■ **Prompt**: Output the data word for word. Begin at its first line and end at the line with "box: [576, 0, 741, 441]".
..........
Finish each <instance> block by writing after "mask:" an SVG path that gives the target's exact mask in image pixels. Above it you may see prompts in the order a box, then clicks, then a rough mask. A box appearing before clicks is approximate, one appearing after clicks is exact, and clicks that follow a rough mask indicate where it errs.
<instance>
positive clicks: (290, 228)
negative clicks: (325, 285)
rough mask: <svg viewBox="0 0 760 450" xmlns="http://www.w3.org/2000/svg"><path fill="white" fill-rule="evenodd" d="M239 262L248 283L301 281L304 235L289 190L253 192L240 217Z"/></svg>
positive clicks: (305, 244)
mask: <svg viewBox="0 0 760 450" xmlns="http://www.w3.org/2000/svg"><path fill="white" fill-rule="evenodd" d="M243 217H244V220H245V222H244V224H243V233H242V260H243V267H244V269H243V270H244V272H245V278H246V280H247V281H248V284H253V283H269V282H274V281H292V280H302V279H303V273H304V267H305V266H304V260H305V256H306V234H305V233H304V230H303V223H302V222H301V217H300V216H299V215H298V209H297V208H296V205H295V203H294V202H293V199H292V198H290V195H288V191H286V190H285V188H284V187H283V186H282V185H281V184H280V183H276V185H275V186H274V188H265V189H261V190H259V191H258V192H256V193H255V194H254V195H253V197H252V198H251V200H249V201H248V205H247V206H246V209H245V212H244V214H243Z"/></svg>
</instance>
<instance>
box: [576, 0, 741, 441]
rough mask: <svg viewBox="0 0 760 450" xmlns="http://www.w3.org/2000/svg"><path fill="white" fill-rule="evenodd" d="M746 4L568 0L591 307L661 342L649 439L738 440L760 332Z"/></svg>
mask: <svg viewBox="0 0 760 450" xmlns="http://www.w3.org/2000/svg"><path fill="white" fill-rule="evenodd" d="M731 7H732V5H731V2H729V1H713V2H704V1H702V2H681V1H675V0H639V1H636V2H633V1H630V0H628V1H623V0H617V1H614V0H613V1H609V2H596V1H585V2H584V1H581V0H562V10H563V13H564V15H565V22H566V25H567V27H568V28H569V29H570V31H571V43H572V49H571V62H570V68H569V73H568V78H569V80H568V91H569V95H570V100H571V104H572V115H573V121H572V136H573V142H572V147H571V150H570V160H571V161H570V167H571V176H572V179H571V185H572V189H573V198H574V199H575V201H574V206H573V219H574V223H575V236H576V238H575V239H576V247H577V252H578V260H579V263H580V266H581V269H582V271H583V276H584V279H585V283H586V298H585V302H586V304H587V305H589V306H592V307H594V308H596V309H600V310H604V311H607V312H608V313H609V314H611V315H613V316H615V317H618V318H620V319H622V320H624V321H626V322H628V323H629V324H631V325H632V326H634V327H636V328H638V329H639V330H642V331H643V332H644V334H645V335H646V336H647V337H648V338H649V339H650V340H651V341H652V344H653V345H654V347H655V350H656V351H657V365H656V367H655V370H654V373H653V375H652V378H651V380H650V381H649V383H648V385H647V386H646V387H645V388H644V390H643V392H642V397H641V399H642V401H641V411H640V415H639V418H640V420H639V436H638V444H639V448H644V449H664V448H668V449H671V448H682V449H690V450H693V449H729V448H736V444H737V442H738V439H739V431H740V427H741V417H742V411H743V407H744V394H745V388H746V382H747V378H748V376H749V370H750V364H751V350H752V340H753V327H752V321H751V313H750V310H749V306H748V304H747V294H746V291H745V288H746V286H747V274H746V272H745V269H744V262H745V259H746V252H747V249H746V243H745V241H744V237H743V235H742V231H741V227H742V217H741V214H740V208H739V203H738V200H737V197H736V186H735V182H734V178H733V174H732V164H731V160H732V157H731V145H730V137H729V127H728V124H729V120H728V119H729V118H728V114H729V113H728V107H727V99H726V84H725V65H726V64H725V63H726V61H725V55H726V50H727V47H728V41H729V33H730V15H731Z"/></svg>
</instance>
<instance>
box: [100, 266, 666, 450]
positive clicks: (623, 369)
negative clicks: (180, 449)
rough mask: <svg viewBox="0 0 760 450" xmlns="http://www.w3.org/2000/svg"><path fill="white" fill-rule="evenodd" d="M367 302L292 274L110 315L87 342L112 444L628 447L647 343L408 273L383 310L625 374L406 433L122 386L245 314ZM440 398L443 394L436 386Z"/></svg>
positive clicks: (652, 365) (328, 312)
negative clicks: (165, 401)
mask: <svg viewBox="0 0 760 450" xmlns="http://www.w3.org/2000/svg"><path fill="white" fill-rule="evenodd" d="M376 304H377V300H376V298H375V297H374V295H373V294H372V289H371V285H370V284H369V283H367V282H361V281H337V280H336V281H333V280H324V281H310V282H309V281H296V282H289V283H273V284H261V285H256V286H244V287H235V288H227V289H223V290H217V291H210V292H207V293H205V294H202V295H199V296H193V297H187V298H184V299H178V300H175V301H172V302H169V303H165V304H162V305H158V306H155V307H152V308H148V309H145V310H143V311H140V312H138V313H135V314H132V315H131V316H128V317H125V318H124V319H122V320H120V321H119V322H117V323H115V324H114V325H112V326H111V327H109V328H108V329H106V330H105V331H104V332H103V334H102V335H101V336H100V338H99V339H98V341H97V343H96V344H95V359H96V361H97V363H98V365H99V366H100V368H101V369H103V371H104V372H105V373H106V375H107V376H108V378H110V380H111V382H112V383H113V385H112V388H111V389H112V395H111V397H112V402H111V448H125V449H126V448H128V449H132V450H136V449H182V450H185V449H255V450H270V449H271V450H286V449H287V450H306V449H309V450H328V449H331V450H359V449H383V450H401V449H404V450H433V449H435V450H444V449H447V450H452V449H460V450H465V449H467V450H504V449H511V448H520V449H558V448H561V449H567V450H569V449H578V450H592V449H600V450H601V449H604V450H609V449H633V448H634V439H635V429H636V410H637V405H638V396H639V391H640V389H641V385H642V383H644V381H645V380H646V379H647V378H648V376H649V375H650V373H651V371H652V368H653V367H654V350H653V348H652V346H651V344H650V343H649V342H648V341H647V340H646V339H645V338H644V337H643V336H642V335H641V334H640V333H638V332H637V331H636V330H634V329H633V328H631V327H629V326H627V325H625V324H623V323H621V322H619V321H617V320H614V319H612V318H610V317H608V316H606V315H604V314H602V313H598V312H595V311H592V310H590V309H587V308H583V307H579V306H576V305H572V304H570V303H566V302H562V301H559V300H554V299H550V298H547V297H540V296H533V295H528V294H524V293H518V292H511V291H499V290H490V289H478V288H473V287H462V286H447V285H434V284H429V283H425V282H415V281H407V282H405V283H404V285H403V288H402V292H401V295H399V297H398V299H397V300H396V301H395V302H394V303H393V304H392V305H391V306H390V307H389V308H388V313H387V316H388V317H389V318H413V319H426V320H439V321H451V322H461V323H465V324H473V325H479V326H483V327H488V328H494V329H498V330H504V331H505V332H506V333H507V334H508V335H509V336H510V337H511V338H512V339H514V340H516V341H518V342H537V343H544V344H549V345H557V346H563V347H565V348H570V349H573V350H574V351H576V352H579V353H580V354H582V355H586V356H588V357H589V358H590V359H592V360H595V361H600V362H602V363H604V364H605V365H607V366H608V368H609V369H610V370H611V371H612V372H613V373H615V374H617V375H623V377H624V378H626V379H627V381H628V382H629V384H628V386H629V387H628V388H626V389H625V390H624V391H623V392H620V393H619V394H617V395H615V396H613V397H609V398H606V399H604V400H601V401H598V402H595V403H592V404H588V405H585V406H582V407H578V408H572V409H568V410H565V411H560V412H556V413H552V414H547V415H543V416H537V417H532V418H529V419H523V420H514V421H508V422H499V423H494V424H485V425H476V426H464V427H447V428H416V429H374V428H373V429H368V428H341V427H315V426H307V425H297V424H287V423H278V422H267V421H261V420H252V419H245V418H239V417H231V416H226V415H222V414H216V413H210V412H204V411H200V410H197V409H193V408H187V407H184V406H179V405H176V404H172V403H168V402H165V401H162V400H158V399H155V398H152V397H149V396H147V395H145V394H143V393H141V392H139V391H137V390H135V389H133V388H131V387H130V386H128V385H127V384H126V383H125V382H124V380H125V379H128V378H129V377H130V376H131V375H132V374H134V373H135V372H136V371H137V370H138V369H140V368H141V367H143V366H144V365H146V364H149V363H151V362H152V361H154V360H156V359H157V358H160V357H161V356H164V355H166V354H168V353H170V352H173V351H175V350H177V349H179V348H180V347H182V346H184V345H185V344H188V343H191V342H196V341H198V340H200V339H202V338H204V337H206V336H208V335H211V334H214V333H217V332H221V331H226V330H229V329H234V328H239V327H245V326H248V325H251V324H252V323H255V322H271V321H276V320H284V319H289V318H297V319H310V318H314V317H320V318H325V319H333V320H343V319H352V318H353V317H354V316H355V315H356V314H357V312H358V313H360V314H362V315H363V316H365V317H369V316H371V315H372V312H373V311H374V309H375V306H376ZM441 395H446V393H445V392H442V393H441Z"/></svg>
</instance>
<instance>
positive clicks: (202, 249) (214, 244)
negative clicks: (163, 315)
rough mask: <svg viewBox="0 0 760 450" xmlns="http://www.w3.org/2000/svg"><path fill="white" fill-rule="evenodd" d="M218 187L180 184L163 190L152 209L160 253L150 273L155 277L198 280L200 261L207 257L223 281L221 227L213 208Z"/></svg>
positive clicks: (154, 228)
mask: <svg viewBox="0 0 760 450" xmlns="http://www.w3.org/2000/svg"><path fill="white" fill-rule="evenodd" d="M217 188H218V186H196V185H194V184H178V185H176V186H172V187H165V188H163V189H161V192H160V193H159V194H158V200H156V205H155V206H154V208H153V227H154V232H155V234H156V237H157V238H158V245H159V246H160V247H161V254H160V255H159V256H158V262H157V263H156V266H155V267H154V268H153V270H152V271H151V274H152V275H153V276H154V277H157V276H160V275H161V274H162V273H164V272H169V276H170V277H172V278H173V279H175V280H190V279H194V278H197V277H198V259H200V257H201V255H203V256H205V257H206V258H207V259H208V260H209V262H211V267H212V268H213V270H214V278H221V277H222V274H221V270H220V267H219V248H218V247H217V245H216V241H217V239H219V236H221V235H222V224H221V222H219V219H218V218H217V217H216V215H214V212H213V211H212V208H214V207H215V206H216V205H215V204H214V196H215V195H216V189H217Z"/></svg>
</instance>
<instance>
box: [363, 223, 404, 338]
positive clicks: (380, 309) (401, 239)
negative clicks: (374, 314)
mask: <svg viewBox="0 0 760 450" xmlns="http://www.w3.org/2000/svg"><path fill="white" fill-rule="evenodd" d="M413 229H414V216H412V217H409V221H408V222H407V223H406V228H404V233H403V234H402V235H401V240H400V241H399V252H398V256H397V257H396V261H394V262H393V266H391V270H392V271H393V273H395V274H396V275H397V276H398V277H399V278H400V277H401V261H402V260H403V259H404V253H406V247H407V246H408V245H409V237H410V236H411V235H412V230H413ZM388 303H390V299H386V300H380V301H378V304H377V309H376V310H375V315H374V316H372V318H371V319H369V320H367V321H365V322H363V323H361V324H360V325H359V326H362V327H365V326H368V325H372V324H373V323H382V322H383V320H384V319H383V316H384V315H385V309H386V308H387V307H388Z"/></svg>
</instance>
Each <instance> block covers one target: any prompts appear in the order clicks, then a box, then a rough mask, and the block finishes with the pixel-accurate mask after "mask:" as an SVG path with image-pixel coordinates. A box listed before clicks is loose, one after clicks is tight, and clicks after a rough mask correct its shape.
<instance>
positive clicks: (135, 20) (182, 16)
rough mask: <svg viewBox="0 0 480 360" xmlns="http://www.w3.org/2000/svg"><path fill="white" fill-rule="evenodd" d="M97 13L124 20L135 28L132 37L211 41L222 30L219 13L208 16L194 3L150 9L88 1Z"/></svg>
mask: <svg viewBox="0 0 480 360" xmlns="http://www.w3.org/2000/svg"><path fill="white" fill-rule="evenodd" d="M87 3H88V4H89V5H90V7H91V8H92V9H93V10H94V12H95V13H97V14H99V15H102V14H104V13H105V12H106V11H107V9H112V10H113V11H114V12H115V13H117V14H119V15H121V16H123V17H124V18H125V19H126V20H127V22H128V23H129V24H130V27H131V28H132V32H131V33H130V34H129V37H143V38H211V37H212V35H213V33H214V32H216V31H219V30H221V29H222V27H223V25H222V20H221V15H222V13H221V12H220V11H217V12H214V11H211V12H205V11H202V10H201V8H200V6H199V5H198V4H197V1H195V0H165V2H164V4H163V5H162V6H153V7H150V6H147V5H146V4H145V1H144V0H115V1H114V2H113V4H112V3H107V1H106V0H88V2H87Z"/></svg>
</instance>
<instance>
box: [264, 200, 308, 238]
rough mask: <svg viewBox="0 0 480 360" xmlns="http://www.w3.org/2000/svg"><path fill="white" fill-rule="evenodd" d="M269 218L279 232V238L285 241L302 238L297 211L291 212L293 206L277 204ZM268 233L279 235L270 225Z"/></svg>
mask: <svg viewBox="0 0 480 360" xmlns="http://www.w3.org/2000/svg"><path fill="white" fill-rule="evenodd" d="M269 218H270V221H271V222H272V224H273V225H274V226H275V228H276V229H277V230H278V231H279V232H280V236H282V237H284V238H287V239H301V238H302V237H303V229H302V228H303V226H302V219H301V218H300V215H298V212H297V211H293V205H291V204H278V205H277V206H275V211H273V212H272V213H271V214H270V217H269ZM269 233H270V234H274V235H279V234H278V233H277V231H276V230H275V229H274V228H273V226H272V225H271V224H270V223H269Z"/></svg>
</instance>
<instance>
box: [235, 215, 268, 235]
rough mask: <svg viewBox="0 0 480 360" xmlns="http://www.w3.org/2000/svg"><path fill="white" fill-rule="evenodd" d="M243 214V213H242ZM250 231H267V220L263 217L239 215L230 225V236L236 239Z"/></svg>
..........
■ **Expected answer**:
Finish each <instance> block by writing after "mask:" an SVG path that gives the target's exact mask in image pixels. Above it you may see prompts in the order a box, then clicks, then a rough mask. A box appearing before clicks is approximate, one appearing after clicks is exact, and clicks that follow a rough mask indicate where it errs.
<instance>
positive clicks: (290, 228)
negative clicks: (325, 285)
rough mask: <svg viewBox="0 0 760 450" xmlns="http://www.w3.org/2000/svg"><path fill="white" fill-rule="evenodd" d="M239 262L248 283L301 281L304 235L289 190L253 192L240 217Z"/></svg>
positive clicks: (305, 244)
mask: <svg viewBox="0 0 760 450" xmlns="http://www.w3.org/2000/svg"><path fill="white" fill-rule="evenodd" d="M243 217H244V220H245V222H244V224H243V233H242V260H243V267H244V269H243V270H244V272H245V278H246V280H247V281H248V284H253V283H269V282H274V281H292V280H302V279H303V273H304V267H305V266H304V260H305V256H306V234H305V233H304V230H303V223H302V222H301V217H300V216H299V215H298V209H297V208H296V205H295V203H294V202H293V199H292V198H290V195H288V191H286V190H285V188H284V187H283V186H282V185H281V184H280V183H276V185H275V186H274V188H265V189H261V190H259V191H258V192H256V193H255V194H254V195H253V197H252V198H251V200H249V201H248V205H247V206H246V209H245V212H244V214H243Z"/></svg>
</instance>
<instance>
box: [576, 0, 741, 441]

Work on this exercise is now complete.